DOCUMENT TEXT
>>>

Copyright, one of the two intellectual property rights explicitly mentioned in the U.S. Constitution, protects the expression of ideas, which can take the form of paintings, songs, movies and photographs, among other things. However, with the proliferation of such works online, many companies fail to recognize the legal implications of copying online material.
Along the same lines, as companies build their web presence, they fail to appreciate and protect their valuable rights.
Smart Business spoke with Dan Thomson, a partner at Emerson Thomson Bennett, about copyright, Fair Use, and the ways in which companies leave themselves vulnerable in this area of the law.
What are the issues businesses commonly encounter with copyright?
Many people falsely believe that anything found on the internet — such as images, videos, articles — are free to use. Using someone else’s work without permission, regardless of how available it may seem, is stealing.
Another area of confusion is understanding who owns what, especially when work for projects like websites and software are done by outside contractors. A common misconception is that hiring and paying a web developer to create your website also provides ownership of the copyright. However, according to copyright law, the copyright is owned by the web developer unless transfer of the copyright is explicitly written into the contract.

<<<

EXTRACTED ENTRIES
>>>

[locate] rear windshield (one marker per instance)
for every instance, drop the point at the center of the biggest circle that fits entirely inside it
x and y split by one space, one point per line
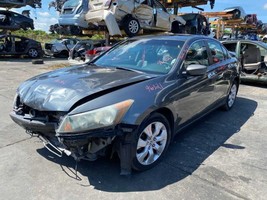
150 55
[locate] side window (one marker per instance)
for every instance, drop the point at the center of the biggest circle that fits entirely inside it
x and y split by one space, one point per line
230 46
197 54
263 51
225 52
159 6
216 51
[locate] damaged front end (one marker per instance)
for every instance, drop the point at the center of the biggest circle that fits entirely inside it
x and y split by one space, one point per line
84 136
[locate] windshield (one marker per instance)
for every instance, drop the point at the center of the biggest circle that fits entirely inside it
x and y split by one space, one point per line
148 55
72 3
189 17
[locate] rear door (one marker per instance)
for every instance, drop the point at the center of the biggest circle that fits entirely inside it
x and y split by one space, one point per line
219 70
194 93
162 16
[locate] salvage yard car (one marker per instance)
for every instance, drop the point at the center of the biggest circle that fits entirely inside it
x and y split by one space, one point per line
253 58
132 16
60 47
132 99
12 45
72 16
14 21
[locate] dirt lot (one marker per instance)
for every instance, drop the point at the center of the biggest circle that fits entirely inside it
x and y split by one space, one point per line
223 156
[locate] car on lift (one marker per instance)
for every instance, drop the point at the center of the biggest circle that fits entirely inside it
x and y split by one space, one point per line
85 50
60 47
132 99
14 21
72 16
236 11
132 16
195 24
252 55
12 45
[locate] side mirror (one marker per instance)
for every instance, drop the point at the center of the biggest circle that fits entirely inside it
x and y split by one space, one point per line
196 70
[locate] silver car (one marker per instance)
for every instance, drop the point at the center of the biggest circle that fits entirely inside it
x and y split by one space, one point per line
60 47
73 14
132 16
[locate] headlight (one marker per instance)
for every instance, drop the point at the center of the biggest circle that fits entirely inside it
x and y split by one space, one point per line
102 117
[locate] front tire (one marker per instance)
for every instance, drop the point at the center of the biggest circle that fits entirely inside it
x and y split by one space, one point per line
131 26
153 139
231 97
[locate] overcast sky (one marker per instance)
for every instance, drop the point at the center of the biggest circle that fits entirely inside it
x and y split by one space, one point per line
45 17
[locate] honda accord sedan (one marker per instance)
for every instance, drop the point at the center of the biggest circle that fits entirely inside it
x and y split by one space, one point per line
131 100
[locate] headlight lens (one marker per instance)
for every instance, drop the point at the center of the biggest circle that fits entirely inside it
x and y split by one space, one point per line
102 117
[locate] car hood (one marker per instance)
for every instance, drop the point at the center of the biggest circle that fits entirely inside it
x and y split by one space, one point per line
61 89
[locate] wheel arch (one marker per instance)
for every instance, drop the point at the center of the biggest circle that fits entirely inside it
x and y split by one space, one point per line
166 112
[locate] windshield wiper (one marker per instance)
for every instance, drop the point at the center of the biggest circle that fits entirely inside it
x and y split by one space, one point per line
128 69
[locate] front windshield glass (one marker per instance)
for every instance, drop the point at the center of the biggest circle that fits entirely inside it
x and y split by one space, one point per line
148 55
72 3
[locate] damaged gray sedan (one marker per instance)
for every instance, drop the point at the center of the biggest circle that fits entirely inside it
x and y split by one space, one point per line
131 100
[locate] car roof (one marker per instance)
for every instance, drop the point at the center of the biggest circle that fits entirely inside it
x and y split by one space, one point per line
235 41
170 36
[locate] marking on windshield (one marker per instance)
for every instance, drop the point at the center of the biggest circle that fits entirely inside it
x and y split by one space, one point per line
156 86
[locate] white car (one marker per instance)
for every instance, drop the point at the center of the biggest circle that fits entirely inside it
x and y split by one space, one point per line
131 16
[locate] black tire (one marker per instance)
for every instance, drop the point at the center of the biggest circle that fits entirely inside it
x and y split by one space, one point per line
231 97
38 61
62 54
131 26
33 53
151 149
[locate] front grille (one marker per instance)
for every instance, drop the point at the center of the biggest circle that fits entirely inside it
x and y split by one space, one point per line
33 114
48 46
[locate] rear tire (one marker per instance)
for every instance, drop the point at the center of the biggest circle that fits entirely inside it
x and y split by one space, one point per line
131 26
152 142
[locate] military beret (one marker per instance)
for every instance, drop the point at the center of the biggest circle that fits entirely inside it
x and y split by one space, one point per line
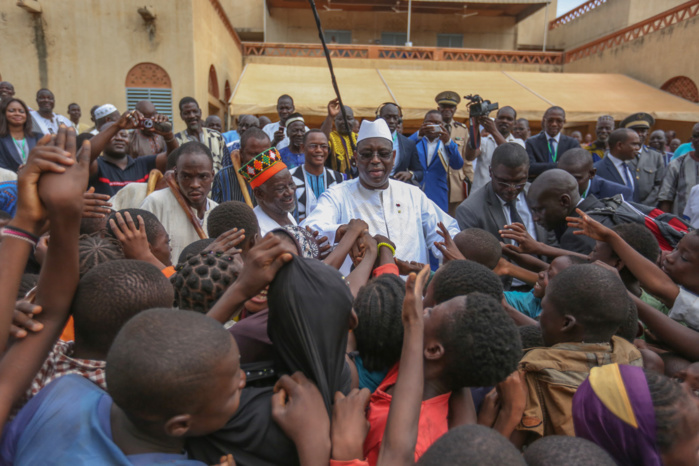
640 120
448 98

<<<
>>>

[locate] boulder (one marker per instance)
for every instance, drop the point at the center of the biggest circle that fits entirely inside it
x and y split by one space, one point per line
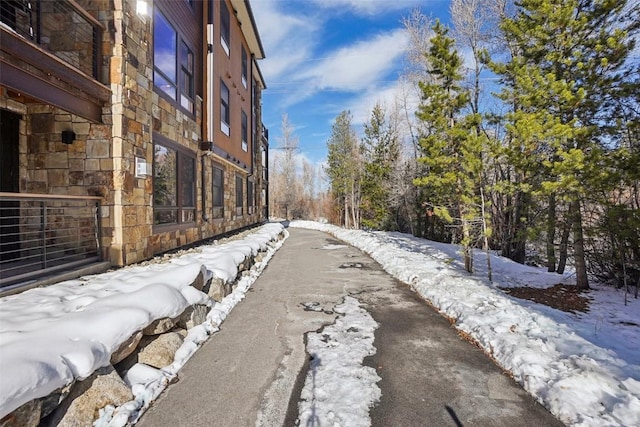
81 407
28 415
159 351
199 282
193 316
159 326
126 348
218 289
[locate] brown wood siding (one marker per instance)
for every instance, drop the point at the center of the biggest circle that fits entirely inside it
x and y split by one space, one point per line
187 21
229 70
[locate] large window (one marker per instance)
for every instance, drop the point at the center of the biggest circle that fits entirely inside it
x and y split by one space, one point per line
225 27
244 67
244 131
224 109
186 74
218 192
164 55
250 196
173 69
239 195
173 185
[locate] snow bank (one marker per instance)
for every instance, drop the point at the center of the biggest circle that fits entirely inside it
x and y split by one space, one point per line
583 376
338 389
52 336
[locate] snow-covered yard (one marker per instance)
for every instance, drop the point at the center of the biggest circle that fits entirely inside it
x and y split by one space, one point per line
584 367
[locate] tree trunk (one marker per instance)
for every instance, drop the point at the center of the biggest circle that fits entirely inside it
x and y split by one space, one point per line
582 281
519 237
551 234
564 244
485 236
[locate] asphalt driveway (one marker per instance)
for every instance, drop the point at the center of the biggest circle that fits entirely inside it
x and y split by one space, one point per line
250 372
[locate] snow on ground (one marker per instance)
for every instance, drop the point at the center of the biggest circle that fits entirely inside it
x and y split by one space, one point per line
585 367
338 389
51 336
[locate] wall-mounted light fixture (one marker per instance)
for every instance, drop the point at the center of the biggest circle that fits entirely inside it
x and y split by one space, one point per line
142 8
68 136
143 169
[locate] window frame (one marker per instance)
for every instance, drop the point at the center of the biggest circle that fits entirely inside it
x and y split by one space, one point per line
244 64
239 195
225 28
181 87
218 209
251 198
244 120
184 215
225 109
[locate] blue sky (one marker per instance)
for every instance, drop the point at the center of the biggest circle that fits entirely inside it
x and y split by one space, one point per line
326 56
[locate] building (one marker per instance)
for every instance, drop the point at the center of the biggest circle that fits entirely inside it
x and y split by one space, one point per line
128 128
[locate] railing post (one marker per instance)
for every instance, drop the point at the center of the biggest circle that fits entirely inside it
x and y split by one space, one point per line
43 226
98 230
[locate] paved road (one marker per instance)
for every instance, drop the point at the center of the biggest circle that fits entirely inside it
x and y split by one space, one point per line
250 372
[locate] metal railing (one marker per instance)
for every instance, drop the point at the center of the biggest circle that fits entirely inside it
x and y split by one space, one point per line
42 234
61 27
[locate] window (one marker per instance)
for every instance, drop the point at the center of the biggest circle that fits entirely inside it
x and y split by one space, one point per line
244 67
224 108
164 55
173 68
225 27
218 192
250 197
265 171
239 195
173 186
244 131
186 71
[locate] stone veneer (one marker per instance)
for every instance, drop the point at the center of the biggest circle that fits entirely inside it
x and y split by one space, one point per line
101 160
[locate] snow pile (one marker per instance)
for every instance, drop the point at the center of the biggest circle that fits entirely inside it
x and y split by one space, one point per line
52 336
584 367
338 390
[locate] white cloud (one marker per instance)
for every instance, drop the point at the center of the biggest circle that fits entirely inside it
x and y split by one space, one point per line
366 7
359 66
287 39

<<<

DIRECTION
Reproduce the text on copyright word for word, from its first line to its last. None of the data above is needed for this.

RESPONSE FOR THIS EXERCISE
Copyright, one of the two intellectual property rights explicitly mentioned in the U.S. Constitution, protects the expression of ideas, which can take the form of paintings, songs, movies and photographs, among other things. However, with the proliferation of such works online, many companies fail to recognize the legal implications of copying online material.
Along the same lines, as companies build their web presence, they fail to appreciate and protect their valuable rights.
Smart Business spoke with Dan Thomson, a partner at Emerson Thomson Bennett, about copyright, Fair Use, and the ways in which companies leave themselves vulnerable in this area of the law.
What are the issues businesses commonly encounter with copyright?
Many people falsely believe that anything found on the internet — such as images, videos, articles — are free to use. Using someone else’s work without permission, regardless of how available it may seem, is stealing.
Another area of confusion is understanding who owns what, especially when work for projects like websites and software are done by outside contractors. A common misconception is that hiring and paying a web developer to create your website also provides ownership of the copyright. However, according to copyright law, the copyright is owned by the web developer unless transfer of the copyright is explicitly written into the contract.